* **Exercise description**
Extend the text on the Jeffersontown Fire Protection District past its final sentence, carrying it on in the same style.
[Text Boundary: Start]
Jeffersontown Fire Protection District (also known as the Jeffersontown Fire Department and/or Jeffersontown Fire and EMS) is a career fire department located in Jefferson County, Kentucky that protects the population of Jeffersontown, Kentucky, a home-rule class city within Louisville, and surrounding areas.

It currently operates four fully staffed fire companies and three ALS ambulances out of three active stations.

Station 1

St.1 is located at 10540 Watterson Trail and additionally serves as fire headquarters. It houses Quint Co. 3351, Battalion Chief 3303, Boat 33, Forestry 3375 and Medic 3381.

Station 2

St.2 is located at 4318 Taylorsville Rd and additionally serves as one of the county's HAZMAT response companies. It houses Engine Co. 3332, Hazmat 33, Foam 33, Medic Supervisor 3314, and Medic 3382.
[Text Boundary: End]
[Recorded information Boundary: Start]
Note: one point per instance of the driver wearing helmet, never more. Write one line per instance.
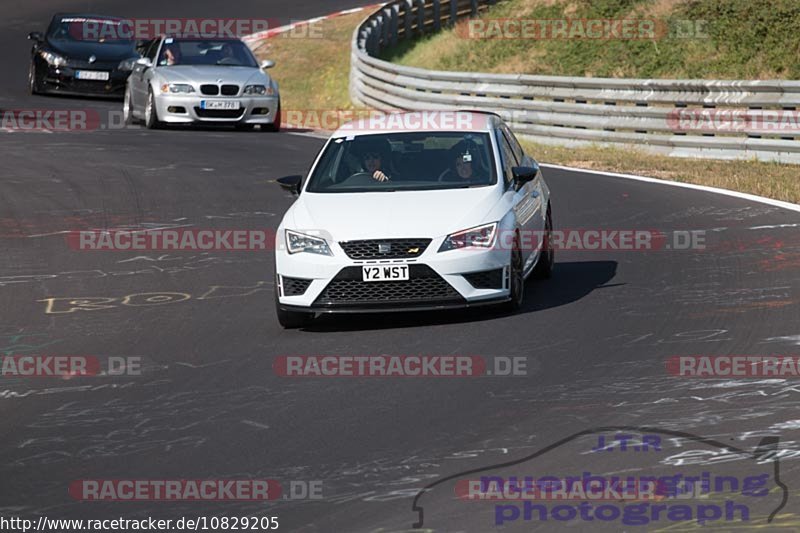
(375, 158)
[Recorded information Boundary: End]
* **Written answer**
Station 3

St.3 is located at 8630 Biggin Hill Lane. It houses Engine Co. 3333, Truck Co. 3363, and Medic 3383.

Station 4

Station 4 is located on Taylorsville Rd near the Tyler Center area. It is currently an empty lot purchased by the department to be used as the future home of Jeffersontown Fire and EMS St.4.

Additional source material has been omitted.